DATA ROWS:
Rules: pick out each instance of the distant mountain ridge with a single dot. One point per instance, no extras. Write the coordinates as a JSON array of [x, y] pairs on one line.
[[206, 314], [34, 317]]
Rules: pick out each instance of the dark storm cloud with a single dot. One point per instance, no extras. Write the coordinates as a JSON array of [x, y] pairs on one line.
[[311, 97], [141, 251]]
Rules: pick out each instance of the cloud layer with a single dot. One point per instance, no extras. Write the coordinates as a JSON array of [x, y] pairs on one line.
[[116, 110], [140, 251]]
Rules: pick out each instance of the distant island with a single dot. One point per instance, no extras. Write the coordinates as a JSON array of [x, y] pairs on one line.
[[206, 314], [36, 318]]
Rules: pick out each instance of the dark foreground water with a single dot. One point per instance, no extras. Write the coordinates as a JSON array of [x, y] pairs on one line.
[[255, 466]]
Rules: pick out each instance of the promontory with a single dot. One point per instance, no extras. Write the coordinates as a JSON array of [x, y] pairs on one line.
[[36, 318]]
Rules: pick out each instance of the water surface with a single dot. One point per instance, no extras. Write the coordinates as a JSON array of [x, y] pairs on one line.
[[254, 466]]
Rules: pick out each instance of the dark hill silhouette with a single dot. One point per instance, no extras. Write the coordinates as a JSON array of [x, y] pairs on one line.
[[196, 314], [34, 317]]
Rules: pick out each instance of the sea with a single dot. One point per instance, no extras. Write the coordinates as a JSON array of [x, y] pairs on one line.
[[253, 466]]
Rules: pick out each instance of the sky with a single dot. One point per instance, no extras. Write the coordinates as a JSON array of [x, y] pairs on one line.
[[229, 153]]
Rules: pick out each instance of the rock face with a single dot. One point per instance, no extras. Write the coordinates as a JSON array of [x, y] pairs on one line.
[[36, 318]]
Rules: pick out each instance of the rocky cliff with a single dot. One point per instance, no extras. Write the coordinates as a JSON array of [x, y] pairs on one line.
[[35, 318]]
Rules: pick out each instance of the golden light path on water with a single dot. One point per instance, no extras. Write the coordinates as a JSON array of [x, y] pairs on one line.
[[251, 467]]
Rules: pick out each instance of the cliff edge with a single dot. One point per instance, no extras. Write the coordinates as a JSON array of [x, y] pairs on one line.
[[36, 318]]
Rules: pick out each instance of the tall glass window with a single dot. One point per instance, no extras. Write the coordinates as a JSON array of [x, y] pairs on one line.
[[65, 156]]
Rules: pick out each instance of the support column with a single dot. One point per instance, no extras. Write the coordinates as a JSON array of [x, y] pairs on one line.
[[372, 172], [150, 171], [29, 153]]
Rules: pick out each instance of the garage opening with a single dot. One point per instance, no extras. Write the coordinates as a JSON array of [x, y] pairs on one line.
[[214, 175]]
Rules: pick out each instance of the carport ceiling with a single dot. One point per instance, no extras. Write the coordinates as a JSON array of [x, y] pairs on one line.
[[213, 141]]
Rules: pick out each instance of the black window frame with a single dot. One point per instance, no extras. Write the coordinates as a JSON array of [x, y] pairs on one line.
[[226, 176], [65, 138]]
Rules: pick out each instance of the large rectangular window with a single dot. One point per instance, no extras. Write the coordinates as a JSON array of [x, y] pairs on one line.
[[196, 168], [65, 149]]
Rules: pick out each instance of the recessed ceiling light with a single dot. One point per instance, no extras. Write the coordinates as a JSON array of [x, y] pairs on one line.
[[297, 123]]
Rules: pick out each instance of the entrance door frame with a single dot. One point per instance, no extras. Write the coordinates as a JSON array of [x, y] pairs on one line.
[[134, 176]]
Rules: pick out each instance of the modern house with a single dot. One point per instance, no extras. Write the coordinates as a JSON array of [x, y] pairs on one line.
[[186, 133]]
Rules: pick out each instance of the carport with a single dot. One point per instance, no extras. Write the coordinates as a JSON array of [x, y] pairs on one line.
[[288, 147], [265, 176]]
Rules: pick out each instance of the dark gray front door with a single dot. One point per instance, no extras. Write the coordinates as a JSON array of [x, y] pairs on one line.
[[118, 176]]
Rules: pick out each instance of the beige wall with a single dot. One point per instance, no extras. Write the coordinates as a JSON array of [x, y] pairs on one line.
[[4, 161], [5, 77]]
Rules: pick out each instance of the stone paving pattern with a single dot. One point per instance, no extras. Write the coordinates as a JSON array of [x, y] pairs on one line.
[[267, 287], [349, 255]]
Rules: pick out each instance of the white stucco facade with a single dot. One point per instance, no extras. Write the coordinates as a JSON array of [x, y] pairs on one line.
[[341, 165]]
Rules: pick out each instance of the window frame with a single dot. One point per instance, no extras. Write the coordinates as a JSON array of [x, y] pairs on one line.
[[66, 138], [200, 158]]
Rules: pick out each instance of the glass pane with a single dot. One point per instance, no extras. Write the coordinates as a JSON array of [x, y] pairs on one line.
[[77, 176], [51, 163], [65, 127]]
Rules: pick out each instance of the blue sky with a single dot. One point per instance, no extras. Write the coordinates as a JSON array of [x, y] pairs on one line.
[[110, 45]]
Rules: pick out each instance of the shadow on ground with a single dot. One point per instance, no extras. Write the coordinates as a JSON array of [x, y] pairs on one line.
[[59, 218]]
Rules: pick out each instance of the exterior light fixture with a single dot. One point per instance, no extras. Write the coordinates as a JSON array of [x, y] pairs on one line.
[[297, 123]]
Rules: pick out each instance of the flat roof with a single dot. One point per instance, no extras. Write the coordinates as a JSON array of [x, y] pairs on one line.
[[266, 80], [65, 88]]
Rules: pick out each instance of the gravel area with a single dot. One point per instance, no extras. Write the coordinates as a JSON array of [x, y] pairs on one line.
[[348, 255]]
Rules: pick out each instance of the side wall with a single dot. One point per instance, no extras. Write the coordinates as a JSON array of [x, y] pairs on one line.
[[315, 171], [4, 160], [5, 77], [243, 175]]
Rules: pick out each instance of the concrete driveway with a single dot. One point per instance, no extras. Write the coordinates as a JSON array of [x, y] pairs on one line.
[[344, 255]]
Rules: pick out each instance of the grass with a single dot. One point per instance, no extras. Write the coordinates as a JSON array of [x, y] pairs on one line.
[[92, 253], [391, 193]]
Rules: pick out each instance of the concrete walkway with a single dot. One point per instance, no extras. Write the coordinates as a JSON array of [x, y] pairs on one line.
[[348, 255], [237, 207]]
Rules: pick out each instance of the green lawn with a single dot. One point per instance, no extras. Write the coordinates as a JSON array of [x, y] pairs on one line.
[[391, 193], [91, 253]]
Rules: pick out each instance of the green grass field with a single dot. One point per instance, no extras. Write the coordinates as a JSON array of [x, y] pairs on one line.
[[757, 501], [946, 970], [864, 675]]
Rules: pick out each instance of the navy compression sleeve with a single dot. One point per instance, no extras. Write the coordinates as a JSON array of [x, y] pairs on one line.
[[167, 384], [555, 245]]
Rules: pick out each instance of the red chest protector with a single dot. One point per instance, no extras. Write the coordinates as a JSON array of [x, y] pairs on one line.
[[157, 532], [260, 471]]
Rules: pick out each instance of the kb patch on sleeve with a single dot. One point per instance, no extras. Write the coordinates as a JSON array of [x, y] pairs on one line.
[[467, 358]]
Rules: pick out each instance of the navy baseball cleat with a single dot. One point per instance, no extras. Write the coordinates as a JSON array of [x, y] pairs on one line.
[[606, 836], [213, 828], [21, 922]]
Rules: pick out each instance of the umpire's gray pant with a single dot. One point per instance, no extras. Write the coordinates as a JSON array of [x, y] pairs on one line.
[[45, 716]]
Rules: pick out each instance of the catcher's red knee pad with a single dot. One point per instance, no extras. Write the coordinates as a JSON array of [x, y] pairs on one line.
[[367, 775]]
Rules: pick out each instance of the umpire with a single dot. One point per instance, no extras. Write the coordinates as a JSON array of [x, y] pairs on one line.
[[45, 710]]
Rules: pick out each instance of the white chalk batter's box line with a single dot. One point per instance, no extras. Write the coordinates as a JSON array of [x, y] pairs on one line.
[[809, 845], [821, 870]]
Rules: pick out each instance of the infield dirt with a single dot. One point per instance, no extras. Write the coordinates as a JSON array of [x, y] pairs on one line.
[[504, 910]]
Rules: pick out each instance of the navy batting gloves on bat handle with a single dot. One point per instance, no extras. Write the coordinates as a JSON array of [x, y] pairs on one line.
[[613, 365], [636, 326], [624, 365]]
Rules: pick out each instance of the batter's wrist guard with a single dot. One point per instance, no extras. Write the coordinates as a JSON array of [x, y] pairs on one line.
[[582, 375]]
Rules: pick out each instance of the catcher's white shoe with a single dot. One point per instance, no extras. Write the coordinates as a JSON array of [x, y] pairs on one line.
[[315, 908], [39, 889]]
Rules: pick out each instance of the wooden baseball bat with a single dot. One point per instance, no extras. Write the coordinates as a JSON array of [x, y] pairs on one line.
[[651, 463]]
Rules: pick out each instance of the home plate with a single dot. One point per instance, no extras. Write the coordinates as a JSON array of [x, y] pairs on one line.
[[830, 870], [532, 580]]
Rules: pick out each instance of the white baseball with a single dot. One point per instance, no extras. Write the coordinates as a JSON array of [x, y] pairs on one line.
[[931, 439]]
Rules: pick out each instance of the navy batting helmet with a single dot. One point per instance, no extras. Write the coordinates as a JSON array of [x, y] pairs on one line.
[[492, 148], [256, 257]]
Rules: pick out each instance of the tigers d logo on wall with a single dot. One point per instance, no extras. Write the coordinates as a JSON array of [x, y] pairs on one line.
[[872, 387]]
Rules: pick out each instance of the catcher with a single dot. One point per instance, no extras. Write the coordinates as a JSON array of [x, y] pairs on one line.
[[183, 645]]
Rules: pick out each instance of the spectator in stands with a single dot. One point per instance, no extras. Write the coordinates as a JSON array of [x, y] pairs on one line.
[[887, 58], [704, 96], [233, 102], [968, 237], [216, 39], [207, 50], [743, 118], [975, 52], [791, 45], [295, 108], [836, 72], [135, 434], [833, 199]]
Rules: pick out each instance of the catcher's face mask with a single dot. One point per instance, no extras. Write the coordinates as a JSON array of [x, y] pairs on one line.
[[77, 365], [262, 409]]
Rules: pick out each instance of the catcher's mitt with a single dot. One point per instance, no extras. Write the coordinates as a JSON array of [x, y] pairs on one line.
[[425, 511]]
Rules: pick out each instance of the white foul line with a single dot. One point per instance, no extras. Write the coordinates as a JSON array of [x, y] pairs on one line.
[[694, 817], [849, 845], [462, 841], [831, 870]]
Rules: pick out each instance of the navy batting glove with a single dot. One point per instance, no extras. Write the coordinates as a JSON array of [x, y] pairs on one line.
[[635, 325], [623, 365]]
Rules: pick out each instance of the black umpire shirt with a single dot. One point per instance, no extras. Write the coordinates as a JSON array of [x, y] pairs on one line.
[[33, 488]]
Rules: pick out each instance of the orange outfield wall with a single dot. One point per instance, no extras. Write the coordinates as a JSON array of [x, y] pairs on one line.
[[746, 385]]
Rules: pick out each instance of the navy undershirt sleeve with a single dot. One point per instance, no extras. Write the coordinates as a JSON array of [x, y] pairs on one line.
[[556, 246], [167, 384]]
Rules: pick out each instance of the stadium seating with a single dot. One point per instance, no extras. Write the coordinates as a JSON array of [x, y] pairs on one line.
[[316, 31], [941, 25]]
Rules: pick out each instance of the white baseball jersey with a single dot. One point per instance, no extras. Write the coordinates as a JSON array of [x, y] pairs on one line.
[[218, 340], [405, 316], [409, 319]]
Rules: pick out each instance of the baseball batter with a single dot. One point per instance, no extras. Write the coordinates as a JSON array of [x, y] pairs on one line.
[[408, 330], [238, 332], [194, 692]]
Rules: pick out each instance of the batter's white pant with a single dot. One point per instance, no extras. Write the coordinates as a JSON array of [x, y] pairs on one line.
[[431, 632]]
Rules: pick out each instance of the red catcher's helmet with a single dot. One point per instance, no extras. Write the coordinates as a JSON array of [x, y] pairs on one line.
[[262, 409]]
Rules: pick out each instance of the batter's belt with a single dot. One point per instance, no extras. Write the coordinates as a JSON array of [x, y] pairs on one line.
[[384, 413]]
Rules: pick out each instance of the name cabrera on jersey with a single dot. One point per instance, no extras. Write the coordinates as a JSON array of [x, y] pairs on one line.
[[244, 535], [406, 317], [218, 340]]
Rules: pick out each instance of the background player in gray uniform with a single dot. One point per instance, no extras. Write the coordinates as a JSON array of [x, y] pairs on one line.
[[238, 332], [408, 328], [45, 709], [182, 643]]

PROMPT: Starting at the line containing "Rules: pick out each instance of the umpire with" and ending at the line containing "[[45, 710]]", reproduce these lines with "umpire" swapped for "home plate umpire" and everything else unchanged.

EXERCISE ANSWER:
Rules: pick out each instance of the home plate umpire with a single dot. One point per instance, no extras. Write the coordinates as a JSON array of [x, y] pairs on one line.
[[45, 710]]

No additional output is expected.